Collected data
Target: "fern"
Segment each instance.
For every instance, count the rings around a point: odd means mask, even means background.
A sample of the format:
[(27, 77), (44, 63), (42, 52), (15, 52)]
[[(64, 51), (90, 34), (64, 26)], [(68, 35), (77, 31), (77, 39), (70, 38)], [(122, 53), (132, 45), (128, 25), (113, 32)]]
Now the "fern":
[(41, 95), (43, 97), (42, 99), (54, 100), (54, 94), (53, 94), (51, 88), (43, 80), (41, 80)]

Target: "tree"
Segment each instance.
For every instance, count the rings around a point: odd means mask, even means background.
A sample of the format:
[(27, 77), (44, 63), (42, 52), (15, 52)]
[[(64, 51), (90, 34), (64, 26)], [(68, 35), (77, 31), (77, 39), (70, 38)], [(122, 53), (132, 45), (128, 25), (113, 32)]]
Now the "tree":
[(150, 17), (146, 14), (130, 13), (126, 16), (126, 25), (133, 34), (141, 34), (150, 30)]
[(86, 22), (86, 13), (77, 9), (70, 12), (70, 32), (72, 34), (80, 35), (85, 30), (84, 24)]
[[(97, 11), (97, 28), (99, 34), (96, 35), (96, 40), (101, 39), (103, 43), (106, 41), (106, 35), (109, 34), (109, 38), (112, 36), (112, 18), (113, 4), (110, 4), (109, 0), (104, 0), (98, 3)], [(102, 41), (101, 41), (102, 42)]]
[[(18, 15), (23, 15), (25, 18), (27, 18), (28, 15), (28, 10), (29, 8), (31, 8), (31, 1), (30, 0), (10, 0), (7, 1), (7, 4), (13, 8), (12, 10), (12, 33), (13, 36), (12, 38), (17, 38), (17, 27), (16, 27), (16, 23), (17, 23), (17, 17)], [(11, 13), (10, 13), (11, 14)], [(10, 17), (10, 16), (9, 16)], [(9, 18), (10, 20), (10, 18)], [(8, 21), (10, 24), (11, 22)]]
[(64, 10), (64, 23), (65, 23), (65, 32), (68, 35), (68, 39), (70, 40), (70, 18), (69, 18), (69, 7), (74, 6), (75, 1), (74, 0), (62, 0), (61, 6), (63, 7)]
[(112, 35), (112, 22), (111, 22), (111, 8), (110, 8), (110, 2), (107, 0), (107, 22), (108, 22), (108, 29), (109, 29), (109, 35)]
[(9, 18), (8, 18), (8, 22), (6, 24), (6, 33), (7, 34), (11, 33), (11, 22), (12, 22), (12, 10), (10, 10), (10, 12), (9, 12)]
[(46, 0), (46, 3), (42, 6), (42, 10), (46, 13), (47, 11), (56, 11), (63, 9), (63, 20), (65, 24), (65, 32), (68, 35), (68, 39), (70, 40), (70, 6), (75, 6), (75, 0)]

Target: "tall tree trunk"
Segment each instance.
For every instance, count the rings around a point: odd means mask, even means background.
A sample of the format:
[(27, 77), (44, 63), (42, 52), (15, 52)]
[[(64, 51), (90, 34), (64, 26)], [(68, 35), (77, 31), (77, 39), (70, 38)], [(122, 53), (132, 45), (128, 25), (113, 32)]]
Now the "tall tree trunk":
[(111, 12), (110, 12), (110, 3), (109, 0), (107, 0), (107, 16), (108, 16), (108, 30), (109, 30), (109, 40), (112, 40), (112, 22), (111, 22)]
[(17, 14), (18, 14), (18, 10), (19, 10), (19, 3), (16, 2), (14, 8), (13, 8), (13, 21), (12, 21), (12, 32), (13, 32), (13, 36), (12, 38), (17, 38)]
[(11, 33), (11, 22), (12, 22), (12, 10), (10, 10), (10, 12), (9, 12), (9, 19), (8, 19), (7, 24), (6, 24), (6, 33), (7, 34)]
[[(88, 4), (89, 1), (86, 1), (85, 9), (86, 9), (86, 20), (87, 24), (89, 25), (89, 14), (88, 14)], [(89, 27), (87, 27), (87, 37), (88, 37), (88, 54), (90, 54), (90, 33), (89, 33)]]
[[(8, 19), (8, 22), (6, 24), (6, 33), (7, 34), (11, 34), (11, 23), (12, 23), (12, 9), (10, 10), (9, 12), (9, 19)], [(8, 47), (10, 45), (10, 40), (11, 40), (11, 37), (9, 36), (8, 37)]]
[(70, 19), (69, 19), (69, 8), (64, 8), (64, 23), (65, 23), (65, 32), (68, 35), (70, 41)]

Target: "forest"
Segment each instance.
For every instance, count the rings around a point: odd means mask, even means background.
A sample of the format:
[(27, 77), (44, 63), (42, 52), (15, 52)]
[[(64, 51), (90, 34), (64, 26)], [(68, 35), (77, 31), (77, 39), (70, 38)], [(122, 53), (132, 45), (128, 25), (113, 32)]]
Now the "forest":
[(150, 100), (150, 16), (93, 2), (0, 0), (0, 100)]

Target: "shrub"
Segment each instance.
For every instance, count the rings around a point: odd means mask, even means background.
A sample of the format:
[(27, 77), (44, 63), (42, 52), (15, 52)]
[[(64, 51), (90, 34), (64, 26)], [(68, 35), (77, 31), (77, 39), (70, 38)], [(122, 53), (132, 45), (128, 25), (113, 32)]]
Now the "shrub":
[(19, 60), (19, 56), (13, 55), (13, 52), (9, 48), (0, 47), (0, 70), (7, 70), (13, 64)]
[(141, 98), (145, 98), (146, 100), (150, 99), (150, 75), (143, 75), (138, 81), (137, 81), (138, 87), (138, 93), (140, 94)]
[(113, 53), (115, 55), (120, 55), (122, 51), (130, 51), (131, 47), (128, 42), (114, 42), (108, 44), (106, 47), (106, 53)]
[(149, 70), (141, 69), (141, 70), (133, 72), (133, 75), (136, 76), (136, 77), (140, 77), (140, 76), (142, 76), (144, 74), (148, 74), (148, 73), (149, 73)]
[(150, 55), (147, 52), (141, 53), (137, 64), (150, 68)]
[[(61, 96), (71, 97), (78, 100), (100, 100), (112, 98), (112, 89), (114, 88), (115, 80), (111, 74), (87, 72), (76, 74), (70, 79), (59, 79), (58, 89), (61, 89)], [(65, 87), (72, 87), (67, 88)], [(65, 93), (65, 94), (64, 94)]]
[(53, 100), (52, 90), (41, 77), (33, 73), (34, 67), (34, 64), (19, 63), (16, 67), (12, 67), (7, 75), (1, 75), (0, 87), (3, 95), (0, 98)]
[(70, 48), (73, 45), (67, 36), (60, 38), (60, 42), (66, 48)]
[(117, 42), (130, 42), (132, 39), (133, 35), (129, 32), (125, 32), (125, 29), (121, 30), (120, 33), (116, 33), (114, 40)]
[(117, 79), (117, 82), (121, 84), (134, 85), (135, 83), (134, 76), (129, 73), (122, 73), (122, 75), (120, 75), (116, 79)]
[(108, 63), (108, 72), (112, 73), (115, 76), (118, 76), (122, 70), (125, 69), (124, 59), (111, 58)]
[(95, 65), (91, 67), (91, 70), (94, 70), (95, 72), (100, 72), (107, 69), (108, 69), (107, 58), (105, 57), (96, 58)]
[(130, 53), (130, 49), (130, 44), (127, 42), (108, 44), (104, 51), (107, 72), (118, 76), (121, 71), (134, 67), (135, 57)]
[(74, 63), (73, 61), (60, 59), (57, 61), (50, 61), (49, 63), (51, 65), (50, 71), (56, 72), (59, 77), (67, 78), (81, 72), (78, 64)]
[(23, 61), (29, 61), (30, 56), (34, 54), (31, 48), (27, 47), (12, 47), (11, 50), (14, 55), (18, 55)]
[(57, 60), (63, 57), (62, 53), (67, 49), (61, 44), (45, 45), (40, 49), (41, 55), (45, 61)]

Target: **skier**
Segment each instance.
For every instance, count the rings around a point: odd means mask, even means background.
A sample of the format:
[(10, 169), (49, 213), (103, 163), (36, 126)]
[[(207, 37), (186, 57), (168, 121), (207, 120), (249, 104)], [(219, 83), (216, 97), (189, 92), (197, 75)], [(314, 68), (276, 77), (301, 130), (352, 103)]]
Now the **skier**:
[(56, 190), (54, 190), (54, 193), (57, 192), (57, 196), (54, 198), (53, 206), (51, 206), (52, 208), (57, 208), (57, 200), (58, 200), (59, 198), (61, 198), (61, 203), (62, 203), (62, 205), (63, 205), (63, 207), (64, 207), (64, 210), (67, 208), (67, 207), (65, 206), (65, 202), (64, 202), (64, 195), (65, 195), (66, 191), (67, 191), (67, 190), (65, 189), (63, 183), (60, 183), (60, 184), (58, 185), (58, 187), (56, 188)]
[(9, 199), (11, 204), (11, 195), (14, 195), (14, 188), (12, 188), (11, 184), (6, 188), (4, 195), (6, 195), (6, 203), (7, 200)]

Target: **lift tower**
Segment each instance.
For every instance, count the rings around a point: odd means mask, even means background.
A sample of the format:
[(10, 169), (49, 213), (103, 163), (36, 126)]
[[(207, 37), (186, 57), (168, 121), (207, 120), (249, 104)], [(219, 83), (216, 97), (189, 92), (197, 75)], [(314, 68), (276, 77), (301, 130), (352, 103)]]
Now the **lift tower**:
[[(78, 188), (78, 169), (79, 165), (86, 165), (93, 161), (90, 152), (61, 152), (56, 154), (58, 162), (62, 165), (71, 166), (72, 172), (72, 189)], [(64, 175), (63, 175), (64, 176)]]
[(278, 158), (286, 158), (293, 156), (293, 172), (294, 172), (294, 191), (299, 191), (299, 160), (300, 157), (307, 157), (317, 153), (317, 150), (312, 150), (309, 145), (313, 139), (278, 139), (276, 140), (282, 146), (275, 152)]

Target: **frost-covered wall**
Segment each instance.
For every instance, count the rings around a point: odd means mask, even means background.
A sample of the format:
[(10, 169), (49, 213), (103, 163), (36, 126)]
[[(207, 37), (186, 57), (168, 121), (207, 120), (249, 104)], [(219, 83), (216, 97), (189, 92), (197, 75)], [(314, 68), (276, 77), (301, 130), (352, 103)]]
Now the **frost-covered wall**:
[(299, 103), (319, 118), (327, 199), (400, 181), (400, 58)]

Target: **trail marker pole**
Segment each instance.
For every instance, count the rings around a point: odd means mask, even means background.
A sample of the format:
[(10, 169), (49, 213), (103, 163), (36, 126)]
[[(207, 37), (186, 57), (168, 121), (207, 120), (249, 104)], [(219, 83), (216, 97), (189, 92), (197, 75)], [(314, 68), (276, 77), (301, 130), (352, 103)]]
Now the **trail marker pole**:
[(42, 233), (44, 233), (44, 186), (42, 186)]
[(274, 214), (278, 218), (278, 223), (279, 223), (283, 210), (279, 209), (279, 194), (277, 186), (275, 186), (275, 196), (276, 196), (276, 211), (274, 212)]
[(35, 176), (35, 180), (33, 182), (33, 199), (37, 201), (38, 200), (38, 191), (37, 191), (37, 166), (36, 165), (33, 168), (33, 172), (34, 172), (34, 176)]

- YOUR ASSIGNMENT -
Scan the records above for the string "Target", then select every line that holds it.

- ANSWER SECTION -
Target: "fern"
Target: "tree"
Target: "tall tree trunk"
Target: "forest"
Target: "shrub"
Target: **skier**
Target: **lift tower**
Target: **frost-covered wall**
Target: **trail marker pole**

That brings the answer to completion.